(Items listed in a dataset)
.....
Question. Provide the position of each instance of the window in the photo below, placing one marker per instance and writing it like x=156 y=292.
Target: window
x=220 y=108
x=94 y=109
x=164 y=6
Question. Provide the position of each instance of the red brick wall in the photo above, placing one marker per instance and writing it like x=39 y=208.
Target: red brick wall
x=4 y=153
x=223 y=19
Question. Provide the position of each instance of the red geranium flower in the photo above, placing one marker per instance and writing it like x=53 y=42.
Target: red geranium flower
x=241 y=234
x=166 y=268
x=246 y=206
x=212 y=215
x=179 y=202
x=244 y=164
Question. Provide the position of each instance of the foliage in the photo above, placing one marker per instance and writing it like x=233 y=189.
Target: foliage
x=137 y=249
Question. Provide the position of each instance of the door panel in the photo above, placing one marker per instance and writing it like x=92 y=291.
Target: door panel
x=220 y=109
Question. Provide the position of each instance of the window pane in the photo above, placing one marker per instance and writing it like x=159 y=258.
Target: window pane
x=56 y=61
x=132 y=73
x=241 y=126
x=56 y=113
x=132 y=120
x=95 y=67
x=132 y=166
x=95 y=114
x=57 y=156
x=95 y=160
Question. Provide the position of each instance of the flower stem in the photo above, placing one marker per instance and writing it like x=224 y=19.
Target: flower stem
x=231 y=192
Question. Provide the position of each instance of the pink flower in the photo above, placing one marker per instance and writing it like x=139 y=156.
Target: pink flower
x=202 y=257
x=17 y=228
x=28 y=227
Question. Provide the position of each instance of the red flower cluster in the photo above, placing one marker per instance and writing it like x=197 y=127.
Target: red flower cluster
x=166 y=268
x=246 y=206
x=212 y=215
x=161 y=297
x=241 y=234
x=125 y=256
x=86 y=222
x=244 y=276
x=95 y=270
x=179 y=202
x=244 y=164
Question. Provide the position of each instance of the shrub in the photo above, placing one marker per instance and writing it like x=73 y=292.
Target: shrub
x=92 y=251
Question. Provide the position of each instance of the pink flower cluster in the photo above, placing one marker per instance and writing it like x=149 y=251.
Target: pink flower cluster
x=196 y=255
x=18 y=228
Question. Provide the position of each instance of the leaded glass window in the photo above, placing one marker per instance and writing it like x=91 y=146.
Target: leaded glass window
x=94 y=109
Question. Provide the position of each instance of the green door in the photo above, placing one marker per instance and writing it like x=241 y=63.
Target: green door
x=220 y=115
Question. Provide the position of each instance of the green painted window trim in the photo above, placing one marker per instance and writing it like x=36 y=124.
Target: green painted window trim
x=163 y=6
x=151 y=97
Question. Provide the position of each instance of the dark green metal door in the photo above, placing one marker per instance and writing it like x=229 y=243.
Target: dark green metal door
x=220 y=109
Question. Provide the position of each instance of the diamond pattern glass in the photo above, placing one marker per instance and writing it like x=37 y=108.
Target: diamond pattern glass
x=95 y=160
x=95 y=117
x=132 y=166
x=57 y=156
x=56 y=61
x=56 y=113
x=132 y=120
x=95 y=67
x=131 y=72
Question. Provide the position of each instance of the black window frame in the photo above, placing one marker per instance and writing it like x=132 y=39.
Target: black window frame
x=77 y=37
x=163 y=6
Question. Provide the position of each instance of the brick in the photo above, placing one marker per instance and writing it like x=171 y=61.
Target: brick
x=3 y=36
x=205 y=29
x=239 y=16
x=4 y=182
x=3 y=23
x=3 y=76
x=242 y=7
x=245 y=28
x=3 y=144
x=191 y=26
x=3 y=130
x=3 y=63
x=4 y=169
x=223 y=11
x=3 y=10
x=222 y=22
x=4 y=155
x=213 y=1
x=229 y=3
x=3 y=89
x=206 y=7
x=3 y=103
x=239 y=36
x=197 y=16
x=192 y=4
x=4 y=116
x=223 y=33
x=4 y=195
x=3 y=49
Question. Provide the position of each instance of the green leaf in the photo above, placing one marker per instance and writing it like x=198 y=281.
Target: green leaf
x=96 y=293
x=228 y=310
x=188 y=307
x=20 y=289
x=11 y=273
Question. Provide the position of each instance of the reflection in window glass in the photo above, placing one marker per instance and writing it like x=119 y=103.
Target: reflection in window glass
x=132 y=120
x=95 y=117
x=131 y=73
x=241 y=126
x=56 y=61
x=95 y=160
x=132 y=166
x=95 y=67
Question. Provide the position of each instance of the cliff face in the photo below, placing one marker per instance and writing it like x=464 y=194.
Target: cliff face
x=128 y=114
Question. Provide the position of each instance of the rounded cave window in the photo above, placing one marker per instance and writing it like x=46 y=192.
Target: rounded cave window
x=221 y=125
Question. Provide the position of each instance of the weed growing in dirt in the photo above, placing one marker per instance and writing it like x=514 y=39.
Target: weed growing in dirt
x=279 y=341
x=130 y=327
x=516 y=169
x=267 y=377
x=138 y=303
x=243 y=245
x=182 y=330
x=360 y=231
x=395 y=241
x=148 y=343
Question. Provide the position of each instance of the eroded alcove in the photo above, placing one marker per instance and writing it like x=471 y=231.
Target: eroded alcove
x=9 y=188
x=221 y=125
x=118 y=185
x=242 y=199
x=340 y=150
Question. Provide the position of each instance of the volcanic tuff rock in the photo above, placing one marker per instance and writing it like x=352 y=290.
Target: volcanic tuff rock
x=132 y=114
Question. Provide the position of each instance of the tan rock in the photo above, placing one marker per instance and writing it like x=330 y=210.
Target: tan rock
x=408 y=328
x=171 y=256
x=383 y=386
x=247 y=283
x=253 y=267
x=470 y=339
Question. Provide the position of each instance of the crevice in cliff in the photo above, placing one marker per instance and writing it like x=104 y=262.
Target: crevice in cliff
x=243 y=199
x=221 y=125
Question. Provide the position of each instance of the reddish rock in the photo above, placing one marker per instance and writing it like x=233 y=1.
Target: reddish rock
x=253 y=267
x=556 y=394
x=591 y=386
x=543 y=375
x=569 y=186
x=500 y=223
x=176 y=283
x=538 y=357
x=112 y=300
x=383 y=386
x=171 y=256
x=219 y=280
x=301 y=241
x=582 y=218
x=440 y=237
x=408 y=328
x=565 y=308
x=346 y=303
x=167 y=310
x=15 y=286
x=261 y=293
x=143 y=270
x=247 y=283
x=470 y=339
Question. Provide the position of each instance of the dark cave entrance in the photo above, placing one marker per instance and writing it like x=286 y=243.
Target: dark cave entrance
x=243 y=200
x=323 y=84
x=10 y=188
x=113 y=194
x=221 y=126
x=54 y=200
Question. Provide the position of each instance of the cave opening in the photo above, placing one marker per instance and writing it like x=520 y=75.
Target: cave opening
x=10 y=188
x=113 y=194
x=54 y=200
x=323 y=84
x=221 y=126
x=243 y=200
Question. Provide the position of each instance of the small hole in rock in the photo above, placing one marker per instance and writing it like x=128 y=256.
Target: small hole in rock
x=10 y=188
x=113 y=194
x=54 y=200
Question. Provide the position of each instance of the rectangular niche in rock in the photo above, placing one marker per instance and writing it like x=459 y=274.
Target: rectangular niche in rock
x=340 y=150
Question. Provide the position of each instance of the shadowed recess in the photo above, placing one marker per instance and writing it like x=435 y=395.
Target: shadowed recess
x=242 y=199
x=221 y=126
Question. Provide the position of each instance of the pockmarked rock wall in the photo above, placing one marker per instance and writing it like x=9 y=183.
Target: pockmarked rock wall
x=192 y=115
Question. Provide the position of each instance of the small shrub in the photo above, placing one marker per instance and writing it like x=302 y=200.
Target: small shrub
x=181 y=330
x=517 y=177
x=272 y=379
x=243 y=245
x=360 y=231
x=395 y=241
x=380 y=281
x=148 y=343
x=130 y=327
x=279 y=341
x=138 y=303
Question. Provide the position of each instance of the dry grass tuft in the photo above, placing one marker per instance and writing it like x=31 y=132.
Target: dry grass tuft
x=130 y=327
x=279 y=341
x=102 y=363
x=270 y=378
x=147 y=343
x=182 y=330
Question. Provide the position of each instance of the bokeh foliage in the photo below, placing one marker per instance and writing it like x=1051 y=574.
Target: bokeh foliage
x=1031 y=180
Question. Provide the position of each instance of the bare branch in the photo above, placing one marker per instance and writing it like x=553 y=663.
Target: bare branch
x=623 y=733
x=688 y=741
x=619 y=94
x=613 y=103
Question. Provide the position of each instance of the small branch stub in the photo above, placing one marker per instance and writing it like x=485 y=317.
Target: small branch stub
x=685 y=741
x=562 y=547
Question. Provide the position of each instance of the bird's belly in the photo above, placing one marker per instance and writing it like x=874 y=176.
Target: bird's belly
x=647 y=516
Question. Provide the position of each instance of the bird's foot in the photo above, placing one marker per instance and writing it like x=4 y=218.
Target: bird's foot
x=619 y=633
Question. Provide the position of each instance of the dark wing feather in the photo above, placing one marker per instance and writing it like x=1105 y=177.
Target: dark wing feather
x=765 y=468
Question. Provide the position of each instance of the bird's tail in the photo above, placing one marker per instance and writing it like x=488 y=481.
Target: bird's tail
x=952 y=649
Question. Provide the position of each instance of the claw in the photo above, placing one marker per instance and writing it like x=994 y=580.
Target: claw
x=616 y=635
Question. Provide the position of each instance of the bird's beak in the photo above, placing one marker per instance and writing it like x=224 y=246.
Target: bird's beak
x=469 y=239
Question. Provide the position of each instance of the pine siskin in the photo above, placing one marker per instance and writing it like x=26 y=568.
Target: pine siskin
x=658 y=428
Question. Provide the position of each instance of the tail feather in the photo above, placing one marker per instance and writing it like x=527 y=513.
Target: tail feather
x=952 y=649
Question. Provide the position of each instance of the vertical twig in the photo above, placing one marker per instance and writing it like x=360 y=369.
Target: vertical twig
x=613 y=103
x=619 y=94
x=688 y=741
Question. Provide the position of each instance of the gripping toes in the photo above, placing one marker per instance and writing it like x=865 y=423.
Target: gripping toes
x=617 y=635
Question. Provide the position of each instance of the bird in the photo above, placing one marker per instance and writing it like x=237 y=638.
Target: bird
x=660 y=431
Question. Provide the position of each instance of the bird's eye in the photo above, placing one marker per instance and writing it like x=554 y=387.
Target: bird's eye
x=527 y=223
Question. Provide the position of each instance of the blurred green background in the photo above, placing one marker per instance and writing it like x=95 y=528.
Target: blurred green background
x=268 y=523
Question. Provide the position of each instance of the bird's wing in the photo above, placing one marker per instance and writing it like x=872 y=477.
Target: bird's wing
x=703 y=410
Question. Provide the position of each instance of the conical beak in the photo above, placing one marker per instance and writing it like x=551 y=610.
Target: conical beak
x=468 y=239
.....
* **INSTRUCTIONS TO FOLLOW**: Recast the listing above as a numbered list, from its first line up to and including the line with "x=231 y=192", leaving out any blank lines.

* **TASK OUTPUT**:
1. Question. Provide the position of each instance of the window in the photo below, placing one marker per instance and writing it like x=156 y=292.
2. Target: window
3. x=220 y=108
4. x=94 y=109
5. x=164 y=6
6. Question. Provide the position of each instance of the red brick wall in the photo above, placing one marker per instance and writing it like x=39 y=208.
7. Target: red brick wall
8. x=4 y=153
9. x=223 y=19
10. Question. Provide the position of each instance of the red geranium flower in the photo above, placing one marker per instance and writing it like x=53 y=42.
11. Target: red geranium flower
12. x=241 y=234
13. x=166 y=268
14. x=246 y=206
15. x=212 y=215
16. x=179 y=202
17. x=244 y=164
18. Question. Provide the position of each instance of the foliage in the photo above, placing one marker per instance and writing it like x=233 y=189.
19. Target: foliage
20. x=137 y=249
21. Question. Provide the position of each instance of the door panel in the photo above, placing one marker per instance and writing it like x=92 y=291.
22. Target: door panel
23. x=220 y=109
24. Question. Provide the position of each instance of the window pane in the photo above, placing one marker per instance and writing it like x=159 y=258.
25. Target: window pane
26. x=56 y=61
27. x=132 y=73
28. x=241 y=126
29. x=56 y=113
30. x=132 y=120
31. x=95 y=67
32. x=132 y=166
33. x=95 y=114
34. x=57 y=156
35. x=95 y=160
36. Question. Provide the position of each instance of the flower stem in the photo above, placing one marker per instance and writing it like x=224 y=19.
37. Target: flower stem
38. x=231 y=192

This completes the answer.